Macabre.
Unsettling.
Gruesome.
I loved it.

This seemingly sweet graphic novel starts out with a lovely young woman having tea with a prince, and it is going splendidly well, that is until great globs of red stuff starts falling on them. As everyone runs for safety, the view shifts away for a long shot, and you see little creatures pouring out of the orifices of a dead girl. What?!

Aurora takes charge and finds food and shelter for all the little doll like creatures, and tries to befriend the woodland animals. They all work together and it seems like utopia (well, except for the decomposing human girl in the woods) for awhile. But all that shines is not gold. Soon the veneer of politeness starts to wear off, and what at first seemed like a fantasy story slips towards horror.

Another doll Zelie emerges as a leader, with many catering to her every cruel whim. Zelie’s manipulations lead to many of the tiny beings turning on one another to stay in her favor and some accepting their deaths willingly. Even Aurora falls prey to her for a bit, turning against her friend the mouse, when in actuality she is upset on how she fell for Zelie’s deceit.

# [DATASET EXCERPT]
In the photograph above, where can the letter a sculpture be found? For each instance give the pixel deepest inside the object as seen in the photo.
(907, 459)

# [TASK GOAL]
List the one-word sentences that open the graphic novel review, before "I loved it." Nothing in the data is needed here.

# [RESULT OF THIS EXERCISE]
Macabre, Unsettling, Gruesome